◆ **ÉNONCÉ DU PROBLÈME**
Veuillez recopier à l'identique, dans le texte sur le nombre de sans domicile fixe, le passage qui s'ouvre sur les mots contenant "La fondation a fait" et se termine par "1.000 à Rennes.".

◆ **EXTRAIT À ÉTUDIER**
Le nombre de sans domicile fixe n’a jamais été aussi élevé en vingt ans. "Le chiffre actuel tourne autour de 300.000 SDF, annonce le délégué général de la Fondation Abbé-Pierre (FAP), Christophe Robert. Ça signifie deux fois plus qu’en 2012 et trois fois plus qu’en 2001. C’est effrayant !" La dernière enquête officielle de l’Insee, qui remonte à 2012, en recensait en effet 143.000.
La fondation a fait ses calculs à l’occasion de la préparation du prochain rapport annuel sur le mal-logement. En reprenant les catégories identifiées par l’Insee, elle a ainsi comptabilisé 185.000 personnes vivant en centres d’hébergement, 100.000 dans des lieux d’accueil pour demandeurs d’asile, 16.000 dans les bidonvilles et les squats. Viennent s’y ajouter les sans-abri, que certaines municipalités tentent de comptabiliser en organisant des "Nuits de la solidarité" : 3.600 à Paris, 1.600 à Montpellier, 1.000 à Rennes.
Avec la crise, une partie de la population risque de basculer dans la précarité
"Ce chiffre de 300.000 doit provoquer un électrochoc, juge le responsable de la Fondation Abbé-Pierre. On ne peut pas continuer comme ça dans un pays riche comme le nôtre." D’autant qu’avec la crise économique, une partie de la population risque de basculer aussi dans la précarité. Si les SDF sont souvent des hommes seuls, majoritairement étrangers, comme le montrait déjà l’enquête de 2012, la part des femmes et des familles ne cesse d’augmenter. (...)
Au printemps dernier, le gouvernement a pris une série de mesures : près de 30.000 places supplémentaires d’hébergement d’urgence (dont 13.000 en hôtel) ouvertes durant le premier confinement, prolongation de la trêve hivernale jusqu’au 10 juillet - du jamais vu depuis 1956 ! -, distribution de tickets service pour acheter de la nourriture. "Dans les grandes villes, on a trouvé une solution pour la quasi-totalité des personnes qui appelaient le 115, raconte Christophe Robert. Incroyable ! J’ai même parlé de parenthèse heureuse !"
Le plan hivernal avancé de deux semaines
Mais cette seconde vague, plus forte, accentue la pression. À titre d’exemple, si l’on déplore officiellement 38 victimes du Covid parmi les SDF depuis le 16 mars, on relevait 1.000 contaminations parmi les 185.000 personnes accueillies mardi dernier en centre d’hébergement. Et malgré l’ouverture de places supplémentaires, les lits viennent à manquer. "Dans les très grandes villes comme Paris, Lyon, Lille ou Bordeaux, 80 à 90% des appels au 115 débouchent sur un refus", déplorait fin octobre Florent Gueguen, le directeur général de la Fédération des acteurs de la solidarité. (...)

◆ **ENREGISTREMENTS DE DONNÉES**
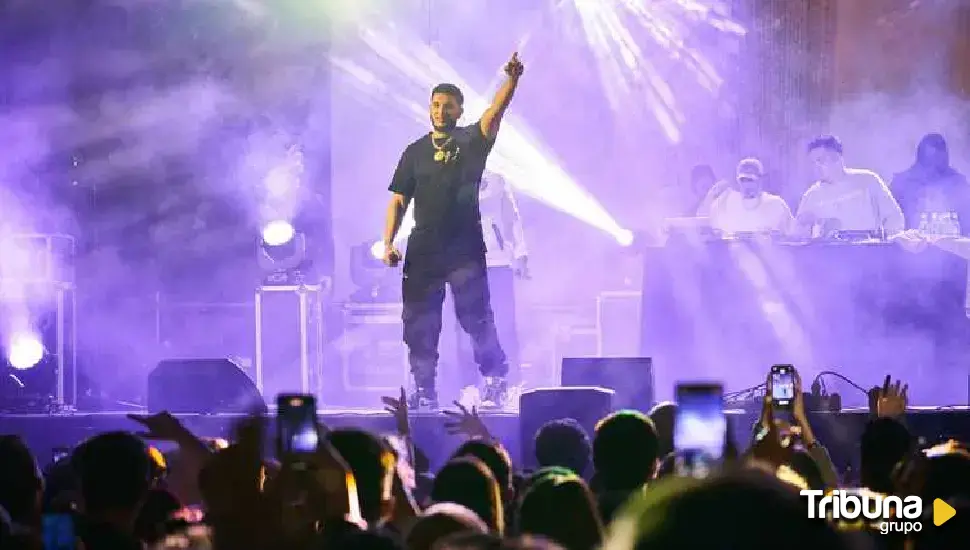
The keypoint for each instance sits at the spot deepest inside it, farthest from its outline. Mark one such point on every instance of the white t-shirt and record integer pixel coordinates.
(860, 201)
(733, 213)
(501, 224)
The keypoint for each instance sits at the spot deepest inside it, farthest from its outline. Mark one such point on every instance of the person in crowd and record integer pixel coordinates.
(561, 508)
(114, 470)
(625, 458)
(467, 481)
(663, 414)
(845, 199)
(21, 484)
(746, 508)
(748, 208)
(563, 443)
(372, 463)
(440, 521)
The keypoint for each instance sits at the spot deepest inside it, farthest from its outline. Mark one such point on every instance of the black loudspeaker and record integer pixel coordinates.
(202, 386)
(585, 405)
(630, 377)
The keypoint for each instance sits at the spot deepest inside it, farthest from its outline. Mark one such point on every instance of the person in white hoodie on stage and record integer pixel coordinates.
(507, 258)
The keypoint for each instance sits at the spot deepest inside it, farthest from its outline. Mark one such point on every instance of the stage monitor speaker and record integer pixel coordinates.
(585, 405)
(630, 377)
(202, 386)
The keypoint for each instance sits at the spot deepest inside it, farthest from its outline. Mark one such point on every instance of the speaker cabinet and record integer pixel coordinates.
(630, 377)
(201, 386)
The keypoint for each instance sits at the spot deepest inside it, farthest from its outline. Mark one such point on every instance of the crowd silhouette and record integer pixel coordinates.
(616, 488)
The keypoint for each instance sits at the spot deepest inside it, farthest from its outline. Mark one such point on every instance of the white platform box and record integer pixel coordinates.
(289, 339)
(372, 351)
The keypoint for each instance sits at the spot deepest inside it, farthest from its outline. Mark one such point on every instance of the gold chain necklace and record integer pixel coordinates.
(441, 155)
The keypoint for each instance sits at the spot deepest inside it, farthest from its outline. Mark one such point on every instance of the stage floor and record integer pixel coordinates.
(838, 431)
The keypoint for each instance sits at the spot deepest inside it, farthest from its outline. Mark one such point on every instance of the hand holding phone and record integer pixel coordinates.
(58, 532)
(782, 387)
(700, 429)
(297, 429)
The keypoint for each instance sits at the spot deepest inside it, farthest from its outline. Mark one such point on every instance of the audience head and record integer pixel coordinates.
(625, 451)
(114, 471)
(372, 463)
(885, 442)
(932, 153)
(563, 443)
(440, 521)
(561, 508)
(944, 472)
(158, 509)
(741, 509)
(467, 481)
(494, 456)
(662, 415)
(826, 155)
(21, 485)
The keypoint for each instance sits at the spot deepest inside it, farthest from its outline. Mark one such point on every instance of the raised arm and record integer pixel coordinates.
(492, 118)
(402, 190)
(395, 215)
(890, 214)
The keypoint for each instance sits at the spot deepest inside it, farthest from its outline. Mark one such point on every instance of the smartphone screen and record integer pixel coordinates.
(782, 386)
(296, 425)
(59, 453)
(58, 532)
(700, 428)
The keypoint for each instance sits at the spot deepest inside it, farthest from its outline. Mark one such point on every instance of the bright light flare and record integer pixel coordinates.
(278, 232)
(624, 237)
(377, 250)
(516, 156)
(625, 66)
(24, 350)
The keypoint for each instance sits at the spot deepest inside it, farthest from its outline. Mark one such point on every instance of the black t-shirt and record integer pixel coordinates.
(447, 220)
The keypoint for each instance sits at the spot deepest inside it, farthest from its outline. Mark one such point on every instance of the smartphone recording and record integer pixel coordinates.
(782, 386)
(700, 429)
(296, 425)
(58, 532)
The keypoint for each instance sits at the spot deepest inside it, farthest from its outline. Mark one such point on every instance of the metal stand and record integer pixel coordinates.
(274, 334)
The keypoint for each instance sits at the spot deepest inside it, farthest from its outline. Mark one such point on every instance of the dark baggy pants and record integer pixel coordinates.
(423, 293)
(501, 284)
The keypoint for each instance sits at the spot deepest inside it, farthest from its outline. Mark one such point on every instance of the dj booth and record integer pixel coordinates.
(726, 310)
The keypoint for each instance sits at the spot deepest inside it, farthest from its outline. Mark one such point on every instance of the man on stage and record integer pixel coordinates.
(441, 173)
(507, 259)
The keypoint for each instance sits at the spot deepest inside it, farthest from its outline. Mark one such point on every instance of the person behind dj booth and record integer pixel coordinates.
(747, 207)
(934, 197)
(845, 199)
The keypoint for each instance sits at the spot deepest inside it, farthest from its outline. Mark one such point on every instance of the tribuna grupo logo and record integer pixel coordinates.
(891, 514)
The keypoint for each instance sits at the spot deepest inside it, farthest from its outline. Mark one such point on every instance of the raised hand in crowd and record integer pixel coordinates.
(466, 422)
(771, 442)
(398, 407)
(891, 399)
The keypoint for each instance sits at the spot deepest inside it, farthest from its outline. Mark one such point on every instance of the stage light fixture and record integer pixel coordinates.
(278, 232)
(24, 351)
(375, 282)
(282, 254)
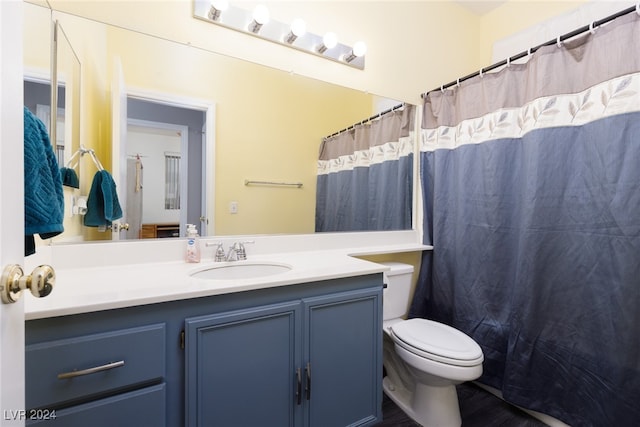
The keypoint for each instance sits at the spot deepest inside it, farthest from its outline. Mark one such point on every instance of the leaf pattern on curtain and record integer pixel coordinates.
(616, 97)
(365, 176)
(531, 190)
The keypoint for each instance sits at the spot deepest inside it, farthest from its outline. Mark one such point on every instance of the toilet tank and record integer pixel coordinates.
(397, 291)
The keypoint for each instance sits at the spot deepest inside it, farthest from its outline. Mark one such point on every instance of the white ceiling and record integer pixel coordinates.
(480, 7)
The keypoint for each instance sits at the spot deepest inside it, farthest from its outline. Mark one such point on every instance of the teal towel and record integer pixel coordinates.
(69, 178)
(43, 196)
(103, 206)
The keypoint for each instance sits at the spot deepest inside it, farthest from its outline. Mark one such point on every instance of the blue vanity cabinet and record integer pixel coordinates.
(98, 379)
(306, 355)
(343, 358)
(240, 367)
(316, 362)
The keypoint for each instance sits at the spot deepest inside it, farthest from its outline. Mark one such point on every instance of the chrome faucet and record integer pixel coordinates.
(236, 252)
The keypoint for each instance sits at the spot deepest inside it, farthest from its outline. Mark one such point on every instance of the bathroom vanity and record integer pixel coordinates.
(303, 348)
(151, 344)
(308, 355)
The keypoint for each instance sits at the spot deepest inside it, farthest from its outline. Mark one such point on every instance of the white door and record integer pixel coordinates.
(11, 210)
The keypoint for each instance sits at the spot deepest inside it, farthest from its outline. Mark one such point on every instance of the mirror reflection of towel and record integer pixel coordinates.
(103, 206)
(43, 196)
(69, 178)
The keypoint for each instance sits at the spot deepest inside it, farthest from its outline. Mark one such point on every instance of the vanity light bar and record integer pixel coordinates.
(242, 20)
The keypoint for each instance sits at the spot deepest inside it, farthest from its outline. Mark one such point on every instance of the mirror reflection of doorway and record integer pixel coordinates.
(165, 173)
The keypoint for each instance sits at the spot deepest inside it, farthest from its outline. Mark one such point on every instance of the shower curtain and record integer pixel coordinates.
(531, 184)
(365, 175)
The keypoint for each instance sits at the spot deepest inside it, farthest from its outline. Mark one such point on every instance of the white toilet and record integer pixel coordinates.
(423, 359)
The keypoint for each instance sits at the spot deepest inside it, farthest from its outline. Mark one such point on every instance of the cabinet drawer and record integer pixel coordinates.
(144, 407)
(63, 372)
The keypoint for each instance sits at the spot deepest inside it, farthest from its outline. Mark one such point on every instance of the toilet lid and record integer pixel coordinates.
(437, 341)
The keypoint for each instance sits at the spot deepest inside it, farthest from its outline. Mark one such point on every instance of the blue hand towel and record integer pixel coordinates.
(43, 196)
(69, 177)
(103, 206)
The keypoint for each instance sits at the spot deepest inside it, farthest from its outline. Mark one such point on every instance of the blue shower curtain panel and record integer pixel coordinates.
(531, 192)
(374, 198)
(537, 257)
(365, 175)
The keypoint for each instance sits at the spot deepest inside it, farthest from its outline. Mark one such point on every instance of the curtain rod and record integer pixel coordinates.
(375, 116)
(558, 40)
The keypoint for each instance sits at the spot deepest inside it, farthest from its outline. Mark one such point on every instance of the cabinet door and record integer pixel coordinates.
(344, 354)
(241, 367)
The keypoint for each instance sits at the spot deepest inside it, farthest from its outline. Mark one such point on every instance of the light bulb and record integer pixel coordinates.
(217, 7)
(298, 29)
(358, 50)
(220, 5)
(260, 17)
(329, 41)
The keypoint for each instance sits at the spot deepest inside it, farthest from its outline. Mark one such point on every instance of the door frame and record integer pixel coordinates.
(208, 107)
(184, 141)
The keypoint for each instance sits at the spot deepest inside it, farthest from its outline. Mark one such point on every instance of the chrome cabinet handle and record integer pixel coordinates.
(308, 386)
(88, 371)
(299, 388)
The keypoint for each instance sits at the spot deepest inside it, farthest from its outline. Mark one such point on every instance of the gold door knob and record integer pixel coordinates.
(40, 282)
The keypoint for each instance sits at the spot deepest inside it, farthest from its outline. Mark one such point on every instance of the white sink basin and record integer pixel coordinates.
(240, 270)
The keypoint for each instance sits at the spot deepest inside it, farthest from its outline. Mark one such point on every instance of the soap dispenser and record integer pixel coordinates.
(193, 244)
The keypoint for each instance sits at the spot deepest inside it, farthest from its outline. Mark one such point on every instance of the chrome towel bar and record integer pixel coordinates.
(273, 183)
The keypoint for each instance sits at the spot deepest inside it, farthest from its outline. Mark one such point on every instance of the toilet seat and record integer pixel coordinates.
(437, 341)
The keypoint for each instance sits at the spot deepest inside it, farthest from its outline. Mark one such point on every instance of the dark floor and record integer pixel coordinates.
(478, 408)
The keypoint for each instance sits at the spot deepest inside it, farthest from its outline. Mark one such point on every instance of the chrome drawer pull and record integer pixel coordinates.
(93, 370)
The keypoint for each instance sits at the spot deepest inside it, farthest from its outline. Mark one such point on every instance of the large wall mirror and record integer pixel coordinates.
(148, 100)
(52, 77)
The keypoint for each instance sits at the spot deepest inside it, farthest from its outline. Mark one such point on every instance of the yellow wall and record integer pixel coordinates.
(269, 125)
(410, 43)
(412, 47)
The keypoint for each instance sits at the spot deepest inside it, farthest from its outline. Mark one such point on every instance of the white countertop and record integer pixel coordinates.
(102, 287)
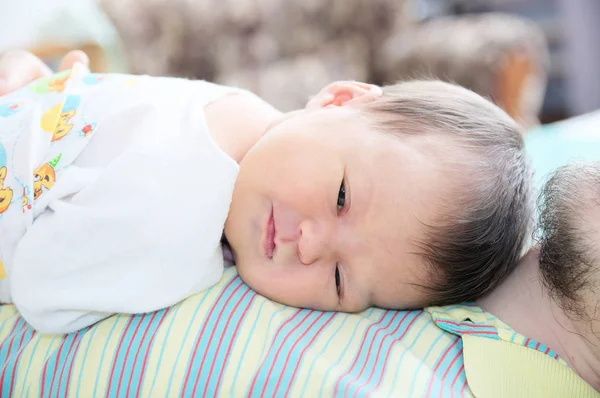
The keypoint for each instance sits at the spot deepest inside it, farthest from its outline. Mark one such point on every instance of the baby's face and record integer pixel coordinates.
(326, 213)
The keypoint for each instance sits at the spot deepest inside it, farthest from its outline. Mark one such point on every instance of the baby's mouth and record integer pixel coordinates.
(270, 236)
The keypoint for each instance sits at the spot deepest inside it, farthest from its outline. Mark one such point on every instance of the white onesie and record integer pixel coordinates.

◆ **ESPACE DE RÉPONSE**
La fondation a fait ses calculs à l’occasion de la préparation du prochain rapport annuel sur le mal-logement. En reprenant les catégories identifiées par l’Insee, elle a ainsi comptabilisé 185.000 personnes vivant en centres d’hébergement, 100.000 dans des lieux d’accueil pour demandeurs d’asile, 16.000 dans les bidonvilles et les squats. Viennent s’y ajouter les sans-abri, que certaines municipalités tentent de comptabiliser en organisant des "Nuits de la solidarité" : 3.600 à Paris, 1.600 à Montpellier, 1.000 à Rennes.